- ARTICLE -

.....

City council members come and go. CEOs of major corporations occasionally dip their toes into broader community affairs but mostly stay busy keeping shareholders happy. Institutional leaders are powerful advocates for specific causes but rarely engage in log rolling or wielding the broad power needed to consistently make things happen.
So, with all of those ruled out, who are the power brokers moving San Antonio forward (or backward, in some cases) in 2019? They’re figures who have longevity, a seat of power and the ability to get the ear of decision-makers across governments, business and the community. Here are some the most influential players in the Alamo City.
Nelson Wolff, Bexar County Judge
At 78, Wolff has seen most of San Antonio’s major recent developments from the inside. That includes Toyota locating a manufacturing site in the city, an extension of the San Antonio River Walk to the old Spanish missions, the expansion of county public health services through the University Health System and improvements to San Pedro Creek as both flood control and economic generator. He’s been a key player not just in the county-owned, Spurs-run AT&T Center but in every so-far-unsuccessful attempt at luring a major-league sports team to the city. Plus, he’s only the second person in San Antonio history to have served as both mayor and county judge.

.....

- WRITTEN INSTRUCTION A -
Express the lines of the entries as a numbered list, from the first line of the entries through the line containing "38L177 86L223 86L223", with both ends included and blank lines omitted.
The article above and the entries that follow come from unrelated sources.

- SUPPLIED DATA -
.....

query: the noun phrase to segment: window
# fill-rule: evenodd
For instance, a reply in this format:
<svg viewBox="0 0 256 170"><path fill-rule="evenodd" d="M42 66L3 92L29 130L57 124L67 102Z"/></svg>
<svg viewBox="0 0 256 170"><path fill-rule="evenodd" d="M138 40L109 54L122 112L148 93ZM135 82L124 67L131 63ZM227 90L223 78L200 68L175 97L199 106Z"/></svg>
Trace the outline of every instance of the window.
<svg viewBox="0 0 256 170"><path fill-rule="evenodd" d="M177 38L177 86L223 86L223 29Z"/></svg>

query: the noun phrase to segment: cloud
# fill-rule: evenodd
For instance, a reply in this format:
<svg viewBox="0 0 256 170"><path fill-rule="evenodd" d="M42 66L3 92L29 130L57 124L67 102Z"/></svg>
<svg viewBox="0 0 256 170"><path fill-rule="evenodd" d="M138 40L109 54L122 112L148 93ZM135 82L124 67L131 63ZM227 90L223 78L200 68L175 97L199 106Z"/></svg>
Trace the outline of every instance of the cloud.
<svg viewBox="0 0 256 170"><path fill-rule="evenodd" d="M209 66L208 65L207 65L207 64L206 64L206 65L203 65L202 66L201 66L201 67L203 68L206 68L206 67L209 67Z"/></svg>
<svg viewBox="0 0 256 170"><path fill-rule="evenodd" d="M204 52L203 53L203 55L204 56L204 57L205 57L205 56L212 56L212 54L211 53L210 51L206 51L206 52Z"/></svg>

.....

- WRITTEN INSTRUCTION B -
In the article on San Antonio's influential figures, reproduce the passage from "City council members" to "the Alamo City.", changing "power brokers" to "key figures".

- WRITTEN REPLY A -
1. query: the noun phrase to segment: window
2. # fill-rule: evenodd
3. For instance, a reply in this format:
4. <svg viewBox="0 0 256 170"><path fill-rule="evenodd" d="M42 66L3 92L29 130L57 124L67 102Z"/></svg>
5. <svg viewBox="0 0 256 170"><path fill-rule="evenodd" d="M138 40L109 54L122 112L148 93ZM135 82L124 67L131 63ZM227 90L223 78L200 68L175 97L199 106Z"/></svg>
6. Trace the outline of every instance of the window.
7. <svg viewBox="0 0 256 170"><path fill-rule="evenodd" d="M177 38L177 86L223 86L223 29Z"/></svg>

- WRITTEN REPLY B -
City council members come and go. CEOs of major corporations occasionally dip their toes into broader community affairs but mostly stay busy keeping shareholders happy. Institutional leaders are powerful advocates for specific causes but rarely engage in log rolling or wielding the broad power needed to consistently make things happen.
So, with all of those ruled out, who are the key figures moving San Antonio forward (or backward, in some cases) in 2019? They’re figures who have longevity, a seat of power and the ability to get the ear of decision-makers across governments, business and the community. Here are some the most influential players in the Alamo City.